• [TEXT PROVIDED]:
🎙️ Aura Voice AI

Aura is a real-time, voice-to-voice AI companion that listens, thinks, and speaks back naturally like humans.

🏗️ Architecture

Flow: User speaks → Audio is recorded and sent via WebSocket to server → STT transcribes → LLM generates response → TTS streams audio back → Audio is played on mobile app → User hears response

🚀 How to Run

Prerequisites

Node.js 18+
Expo Go Mobile App
API Keys: GROQ_API_KEY, ELEVENLABS_API_KEY

Backend

cd backend
npm install
# Create .env file with:
# GROQ_API_KEY=your_key
# ELEVENLABS_API_KEY=your_key
# PORT=5000
npm run dev

Mobile App

cd mobile-app
npm install
# Create .env file with:
# EXPO_PUBLIC_WEBSOCKET_URL=ws://localhost:5000
npm run start

# Open Expo Go app on your phone and scan the QR code from the terminal
# Start using the app!

⚡ Latency Approach

What is Optimized?

Optimization	Why
Groq LLM (Llama 3.3 70B)	Fastest inference provider (~200-400ms for short responses)

• [SOURCE MATERIAL]:
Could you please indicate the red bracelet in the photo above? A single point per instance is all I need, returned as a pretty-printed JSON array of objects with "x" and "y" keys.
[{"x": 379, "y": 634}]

• [SET OF TASKS]:
a - Rewrite the part of the Aura Voice AI text starting at "cd mobile-app" and ending at "What is Optimized?", putting "console" in place of "terminal".
b - List every variable that the Aura Voice AI text says to put in a .env file.

• [SOLUTIONS FOR EACH TASK]:
a -
cd mobile-app
npm install
# Create .env file with:
# EXPO_PUBLIC_WEBSOCKET_URL=ws://localhost:5000
npm run start

# Open Expo Go app on your phone and scan the QR code from the console
# Start using the app!

⚡ Latency Approach

What is Optimized?

b -
GROQ_API_KEY
ELEVENLABS_API_KEY
PORT
EXPO_PUBLIC_WEBSOCKET_URL